■ Selected passage ■
The historic newspaper National Herald has been in the news all through the week, with the Enforcement Directorate questioning several leaders of the Indian National Congress, including Rahul Gandhi and Congress’ interim president, Sonia Gandhi.
But amidst all the hoopla about the newspaper that we see of late, it is easy to forget the storied history within which National Herald is imbricated in. And not just as a newspaper, but in many ways as a symbol of anti-colonial resistance and the ever-eternal question of press censorship.
As historians and experts have pointed out, National Herald was really Jawaharlal Nehru’s newspaper. The historian and biographer of Nehru, Benjamin Zechariah, argues in his book that the newspaper really took birth out of Nehru’s political frustrations in the 1930s. As Zechariah says, the 1930s was a heady time for Indian nationalism. On one hand, the Government of India Act, 1935, in many ways upended the political system in India by granting autonomy to many provinces inside British India. On the other hand, the 1930s was also a period which saw the real emergence of reactionary forces both within and outside the Congress party.

■ Record extracts ■
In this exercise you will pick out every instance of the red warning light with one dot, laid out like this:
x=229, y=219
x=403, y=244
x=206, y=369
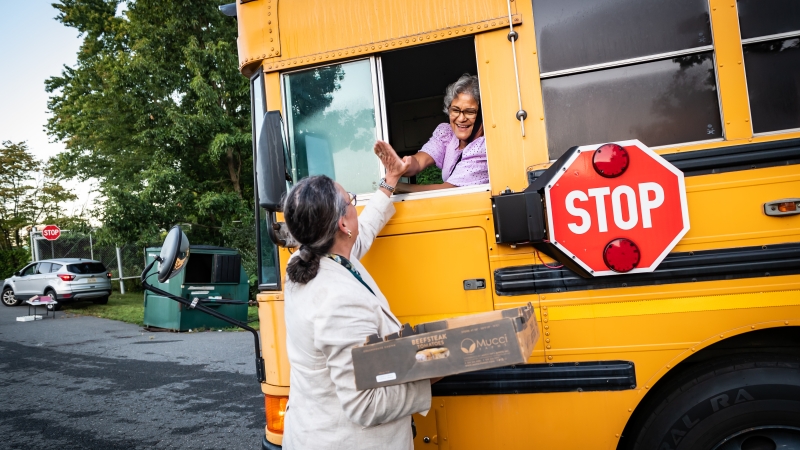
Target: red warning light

■ Stated task A ■
Copy out the passage on the National Herald's history word for word, from "The historic newspaper" up to and including "president, Sonia Gandhi.".
■ Stated task B ■
Resume the account of the National Herald's history after its last sentence and continue it.

■ Written response A ■
The historic newspaper National Herald has been in the news all through the week, with the Enforcement Directorate questioning several leaders of the Indian National Congress, including Rahul Gandhi and Congress’ interim president, Sonia Gandhi.

■ Written response B ■
“Faced with his own entanglement in the reactionary tendencies that controlled the Congress, in which he was unable to make an impact, Jawaharlal took refuge in journalism. In 1936, he began to consider running his own newspaper; on 9 September 1938, the inaugural issue of the National Herald appeared from Lucknow,” Zechariah notes.
National Herald and Free Speech
Despite the granting of autonomy to provinces by the 1935 Act, issues of free speech did not really go away. It only became more critical, and more complicated. As historians have argued, Govt of India Act, 1935 led to elections in several provinces of British India, of which the Congress won in seven out of 11 such provinces in 1937. After coming to power in these provinces, Congress was compelled to exercise a series of delicate manoeuvres. One such manoeuvre involved a careful balancing act, between showing support to the emerging revolutionary and militant movement, and trying to appear in front of the British authorities as a responsible political party that eschews notions of anarchy, but at the same time, appearing stridently nationalistic. The real irony of the situation, however, was that the real arbiters of what constituted acceptable, and what was construed as seditious, really rested with the British authority.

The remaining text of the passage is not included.